• **WHAT THE EXERCISE ASKS**: Look for the word "HTTP" in the entries below, then copy every line that has it.

(Saved entries)
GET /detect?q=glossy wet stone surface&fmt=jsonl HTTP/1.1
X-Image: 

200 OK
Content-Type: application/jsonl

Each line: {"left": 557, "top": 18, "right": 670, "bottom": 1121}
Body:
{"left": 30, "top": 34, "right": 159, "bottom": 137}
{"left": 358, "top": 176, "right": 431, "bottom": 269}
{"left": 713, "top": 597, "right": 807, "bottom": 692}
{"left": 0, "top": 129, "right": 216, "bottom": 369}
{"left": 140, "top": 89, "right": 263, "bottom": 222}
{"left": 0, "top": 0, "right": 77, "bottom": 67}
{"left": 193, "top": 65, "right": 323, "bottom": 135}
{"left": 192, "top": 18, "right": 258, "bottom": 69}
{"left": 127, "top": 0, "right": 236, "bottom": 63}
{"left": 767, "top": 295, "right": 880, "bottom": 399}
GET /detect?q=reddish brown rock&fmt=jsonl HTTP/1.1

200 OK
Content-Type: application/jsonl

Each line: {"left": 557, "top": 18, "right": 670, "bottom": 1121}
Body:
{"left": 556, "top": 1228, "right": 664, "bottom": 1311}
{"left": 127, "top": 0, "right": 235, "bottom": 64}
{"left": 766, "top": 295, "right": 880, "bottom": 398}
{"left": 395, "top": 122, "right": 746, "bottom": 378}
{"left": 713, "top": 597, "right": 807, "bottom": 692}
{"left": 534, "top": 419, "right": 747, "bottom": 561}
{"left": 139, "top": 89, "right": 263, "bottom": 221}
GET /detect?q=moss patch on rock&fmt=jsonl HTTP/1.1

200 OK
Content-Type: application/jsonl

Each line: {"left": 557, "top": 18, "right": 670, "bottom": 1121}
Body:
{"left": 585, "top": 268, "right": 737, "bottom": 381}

• **TASK OUTPUT**:
GET /detect?q=glossy wet stone surface&fmt=jsonl HTTP/1.1
GET /detect?q=reddish brown rock&fmt=jsonl HTTP/1.1
GET /detect?q=moss patch on rock&fmt=jsonl HTTP/1.1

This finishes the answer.